Lesetext:
Urteil 24. April 2008
II. zivilrechtliche Abteilung

Besetzung
Bundesrichter Raselli, Präsident,
Bundesrichterinnen Escher, Hohl,
Gerichtsschreiber Levante.

Parteien
X.________,
Beschwerdeführer,

gegen

Z.________ GmbH,
Beschwerdegegnerin,
vertreten durch Rechtsanwalt Alexander Vögele,

Gegenstand
Kollokation,

Beschwerde gegen den Entscheid des Kantonsgerichts St. Gallen, III.
Zivilkammer, vom 29. Oktober 2007.

Sachverhalt:

A.
Im Konkurs über die Y.________ AG legte das Konkursamt A.________ am 26. April
2000 den Kollokationsplan auf. Mit Verfügung Nr. 2/b vom gleichen Tag
anerkannte es die von der Z.________ GmbH angemeldete Forderung (für "getätigte
und bezahlte Aufwendungen") im Umfang von Fr. 175'228.85 als Forderung der 3.
Klasse im Kollokationsplan. Gemäss den Angaben des Konkursamtes gelangen im
betreffenden Konkursverfahren die Gläubiger der 3. Klasse vollständig zu
Verlust.

Mit Leitschein des Vermittleramtes A.________ vom 9. Juni 2000 (nach
Vermittlungsbegehren vom 17. Mai 2000) reichte X.________, ehemaliger
Verwaltungsrat der Konkursitin und Gläubiger einer in der 3. Klasse
kollozierten Forderung von Fr. 10'000.--, am 9. August 2000 beim Kreisgericht
St. Gallen Kollokationsklage gemäss Art. 250 Abs. 2 SchKG gegen die Z.________
GmbH ein und verlangte die Nichtzulassung von deren Forderung im
Kollokationsplan. Mit Entscheid vom 22. November 2006 hiess das Kreisgericht
die Klage teilweise gut und liess die von der Z.________ GmbH eingegebene und
anerkannte Forderung von Fr. 175'228.85 im Umfang von Fr. 138'750.80 nicht zu,
so dass die Forderung im Kollokationsplan mit Fr. 36'478.05 zuzulassen ist.

B.
Gegen das Urteil des Kreisgerichts erhob die Z.________ GmbH Berufung. Mit
Entscheid vom 29. Oktober 2007 hob das Kantonsgericht St. Gallen (III. Kammer)
in Gutheissung der Berufung den erstinstanzlichen Entscheid auf und trat auf
die Kollokationsklage von X.________ infolge Klageverspätung nicht ein.

C.

Arbeitsauftrag: Schreiben Sie aus dem Lesetext wortgetreu die Passage ab, die mit „Mit Leitschein des“ beginnt und sich bis einschließlich „36'478.05 zuzulassen ist.“ erstreckt. Die Daten sind eigenständiges Material und gehören nicht zum Lesetext.

(Auszüge aus Punktannotationsdaten)
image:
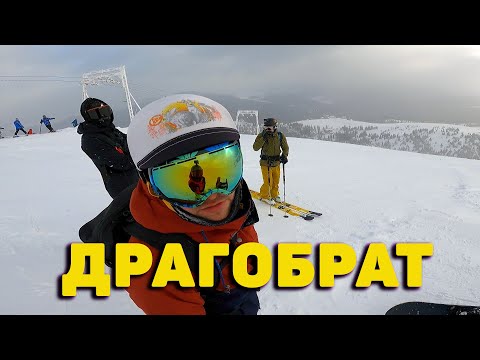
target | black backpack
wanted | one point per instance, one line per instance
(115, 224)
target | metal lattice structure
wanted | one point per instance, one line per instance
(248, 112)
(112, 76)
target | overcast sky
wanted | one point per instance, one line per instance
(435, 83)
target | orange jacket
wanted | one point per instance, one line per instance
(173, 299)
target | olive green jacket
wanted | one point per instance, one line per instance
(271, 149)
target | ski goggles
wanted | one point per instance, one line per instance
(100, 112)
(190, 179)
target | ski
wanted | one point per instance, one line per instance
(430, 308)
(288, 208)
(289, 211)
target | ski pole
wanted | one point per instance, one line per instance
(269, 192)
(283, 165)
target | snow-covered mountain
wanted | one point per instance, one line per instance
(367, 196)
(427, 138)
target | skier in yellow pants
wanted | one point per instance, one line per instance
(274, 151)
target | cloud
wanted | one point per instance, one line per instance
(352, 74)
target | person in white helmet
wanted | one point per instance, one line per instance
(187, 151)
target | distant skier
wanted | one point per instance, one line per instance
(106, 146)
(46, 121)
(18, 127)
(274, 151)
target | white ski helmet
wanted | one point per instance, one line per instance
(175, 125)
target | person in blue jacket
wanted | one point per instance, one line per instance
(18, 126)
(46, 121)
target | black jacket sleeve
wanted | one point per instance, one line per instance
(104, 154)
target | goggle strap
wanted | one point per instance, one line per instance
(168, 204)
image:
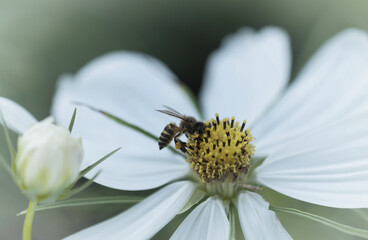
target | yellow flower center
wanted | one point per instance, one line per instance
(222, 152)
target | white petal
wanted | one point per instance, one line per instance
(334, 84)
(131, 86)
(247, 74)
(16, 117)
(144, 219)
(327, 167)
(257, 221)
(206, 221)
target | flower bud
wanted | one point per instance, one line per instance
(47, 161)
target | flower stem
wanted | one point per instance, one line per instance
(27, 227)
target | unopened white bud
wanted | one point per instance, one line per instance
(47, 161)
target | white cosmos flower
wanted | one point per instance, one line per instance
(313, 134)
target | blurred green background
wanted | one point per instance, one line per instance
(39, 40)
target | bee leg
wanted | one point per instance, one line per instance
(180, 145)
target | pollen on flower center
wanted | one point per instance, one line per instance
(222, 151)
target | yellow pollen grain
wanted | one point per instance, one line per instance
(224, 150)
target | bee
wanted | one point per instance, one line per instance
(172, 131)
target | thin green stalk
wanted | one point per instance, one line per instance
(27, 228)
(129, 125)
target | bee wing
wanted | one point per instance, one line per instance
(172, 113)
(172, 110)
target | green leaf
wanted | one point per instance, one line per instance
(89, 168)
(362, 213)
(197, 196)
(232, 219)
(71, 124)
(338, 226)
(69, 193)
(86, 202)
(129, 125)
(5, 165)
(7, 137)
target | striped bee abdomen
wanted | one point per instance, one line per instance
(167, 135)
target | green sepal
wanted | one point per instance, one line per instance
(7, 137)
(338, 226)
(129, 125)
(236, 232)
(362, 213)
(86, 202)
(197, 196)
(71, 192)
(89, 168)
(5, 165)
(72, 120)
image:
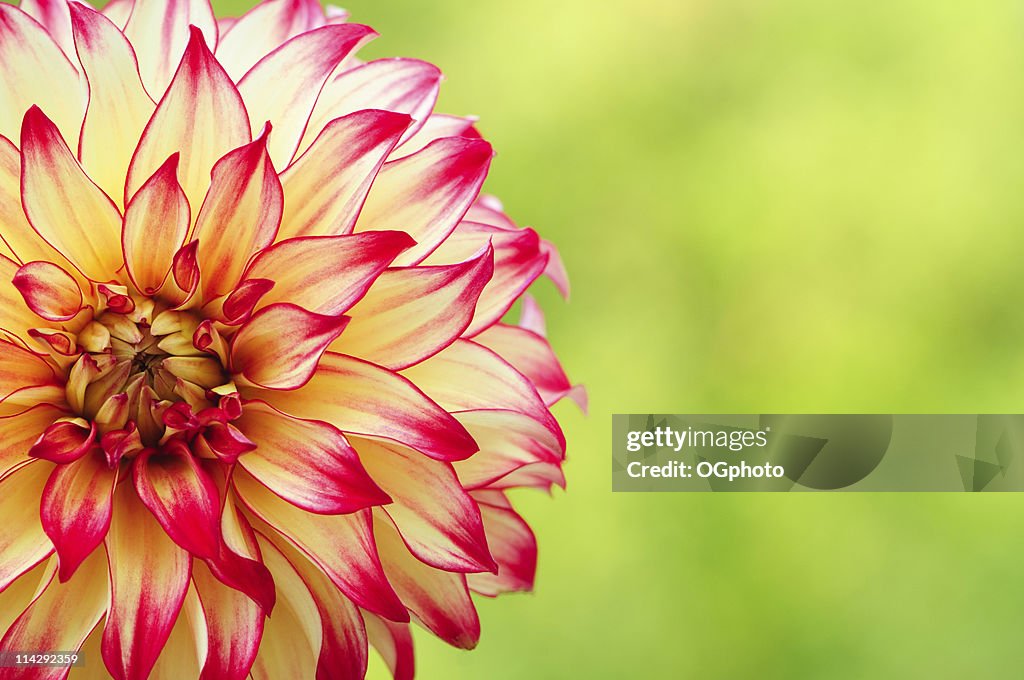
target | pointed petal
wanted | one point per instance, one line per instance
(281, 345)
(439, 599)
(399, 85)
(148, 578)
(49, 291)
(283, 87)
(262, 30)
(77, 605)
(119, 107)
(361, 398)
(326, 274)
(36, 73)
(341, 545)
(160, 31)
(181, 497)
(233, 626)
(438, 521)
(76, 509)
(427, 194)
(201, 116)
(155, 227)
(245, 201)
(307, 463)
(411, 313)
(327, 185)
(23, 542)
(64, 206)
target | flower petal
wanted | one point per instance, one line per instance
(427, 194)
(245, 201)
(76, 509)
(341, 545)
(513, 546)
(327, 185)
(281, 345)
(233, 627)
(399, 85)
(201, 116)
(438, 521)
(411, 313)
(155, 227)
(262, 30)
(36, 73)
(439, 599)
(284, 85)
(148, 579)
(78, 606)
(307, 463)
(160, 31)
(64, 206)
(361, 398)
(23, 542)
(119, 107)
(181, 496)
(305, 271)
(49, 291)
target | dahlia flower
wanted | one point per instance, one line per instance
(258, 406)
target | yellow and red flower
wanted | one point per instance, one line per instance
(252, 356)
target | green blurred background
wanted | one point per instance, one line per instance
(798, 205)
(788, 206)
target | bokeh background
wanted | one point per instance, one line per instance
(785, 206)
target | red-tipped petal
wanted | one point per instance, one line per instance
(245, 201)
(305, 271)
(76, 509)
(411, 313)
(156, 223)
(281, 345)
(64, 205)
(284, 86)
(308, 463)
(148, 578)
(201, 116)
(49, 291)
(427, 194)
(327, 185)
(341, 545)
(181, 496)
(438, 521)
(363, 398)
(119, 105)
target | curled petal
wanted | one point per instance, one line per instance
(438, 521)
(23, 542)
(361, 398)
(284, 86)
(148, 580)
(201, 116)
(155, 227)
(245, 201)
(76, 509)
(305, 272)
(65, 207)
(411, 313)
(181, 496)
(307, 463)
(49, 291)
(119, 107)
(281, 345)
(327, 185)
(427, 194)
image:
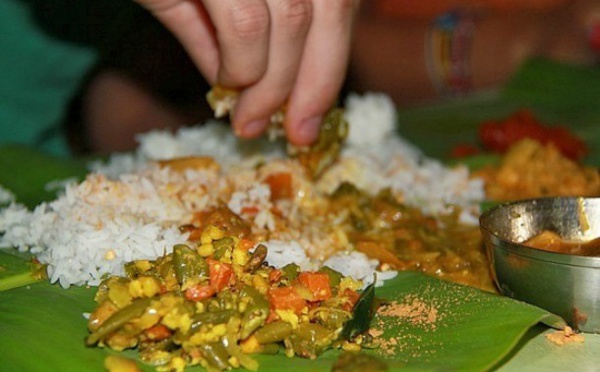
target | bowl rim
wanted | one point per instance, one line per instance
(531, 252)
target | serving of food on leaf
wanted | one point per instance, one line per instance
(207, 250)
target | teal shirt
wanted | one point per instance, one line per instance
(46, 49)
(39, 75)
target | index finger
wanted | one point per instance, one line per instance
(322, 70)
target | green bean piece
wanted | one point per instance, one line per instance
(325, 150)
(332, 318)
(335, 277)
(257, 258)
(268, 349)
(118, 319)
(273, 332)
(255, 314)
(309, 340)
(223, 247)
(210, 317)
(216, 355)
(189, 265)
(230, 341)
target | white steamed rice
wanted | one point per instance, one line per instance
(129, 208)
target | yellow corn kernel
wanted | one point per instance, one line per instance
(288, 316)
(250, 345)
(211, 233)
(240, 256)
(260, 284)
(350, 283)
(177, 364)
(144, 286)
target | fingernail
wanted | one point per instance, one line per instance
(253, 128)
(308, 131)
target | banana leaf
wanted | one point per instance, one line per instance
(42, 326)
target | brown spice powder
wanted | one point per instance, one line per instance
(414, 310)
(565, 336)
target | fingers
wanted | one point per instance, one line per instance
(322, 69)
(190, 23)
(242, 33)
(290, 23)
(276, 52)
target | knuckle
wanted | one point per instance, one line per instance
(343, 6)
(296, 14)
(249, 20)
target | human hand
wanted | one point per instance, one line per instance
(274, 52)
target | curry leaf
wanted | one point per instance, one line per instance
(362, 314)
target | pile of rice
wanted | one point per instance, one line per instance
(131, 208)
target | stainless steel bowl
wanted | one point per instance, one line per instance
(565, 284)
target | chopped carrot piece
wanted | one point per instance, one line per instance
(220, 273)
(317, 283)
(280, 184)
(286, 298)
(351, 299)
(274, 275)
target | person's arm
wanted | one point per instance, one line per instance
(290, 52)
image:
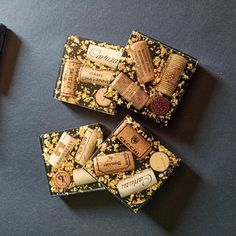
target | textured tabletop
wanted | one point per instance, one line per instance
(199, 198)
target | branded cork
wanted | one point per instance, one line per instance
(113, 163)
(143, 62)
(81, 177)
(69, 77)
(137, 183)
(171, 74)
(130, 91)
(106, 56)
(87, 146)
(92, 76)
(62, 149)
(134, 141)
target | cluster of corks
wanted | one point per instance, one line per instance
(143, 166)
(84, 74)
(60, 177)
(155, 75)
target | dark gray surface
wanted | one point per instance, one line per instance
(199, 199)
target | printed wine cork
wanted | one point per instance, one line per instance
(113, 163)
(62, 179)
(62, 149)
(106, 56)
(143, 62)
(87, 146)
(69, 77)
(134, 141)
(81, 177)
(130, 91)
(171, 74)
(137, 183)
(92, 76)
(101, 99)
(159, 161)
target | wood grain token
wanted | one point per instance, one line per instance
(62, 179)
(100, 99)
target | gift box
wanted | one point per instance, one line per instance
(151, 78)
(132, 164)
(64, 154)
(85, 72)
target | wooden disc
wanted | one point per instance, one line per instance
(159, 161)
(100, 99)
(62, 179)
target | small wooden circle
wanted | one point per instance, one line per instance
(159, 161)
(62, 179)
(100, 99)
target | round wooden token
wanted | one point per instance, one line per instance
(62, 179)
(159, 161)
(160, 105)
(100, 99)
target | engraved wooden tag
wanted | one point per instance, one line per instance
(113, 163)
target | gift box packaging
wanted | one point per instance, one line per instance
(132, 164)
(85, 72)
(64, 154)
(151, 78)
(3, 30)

Ergebnis dieser Aufgabe:
Mit Leitschein des Vermittleramtes A.________ vom 9. Juni 2000 (nach
Vermittlungsbegehren vom 17. Mai 2000) reichte X.________, ehemaliger
Verwaltungsrat der Konkursitin und Gläubiger einer in der 3. Klasse
kollozierten Forderung von Fr. 10'000.--, am 9. August 2000 beim Kreisgericht
St. Gallen Kollokationsklage gemäss Art. 250 Abs. 2 SchKG gegen die Z.________
GmbH ein und verlangte die Nichtzulassung von deren Forderung im
Kollokationsplan. Mit Entscheid vom 22. November 2006 hiess das Kreisgericht
die Klage teilweise gut und liess die von der Z.________ GmbH eingegebene und
anerkannte Forderung von Fr. 175'228.85 im Umfang von Fr. 138'750.80 nicht zu,
so dass die Forderung im Kollokationsplan mit Fr. 36'478.05 zuzulassen ist.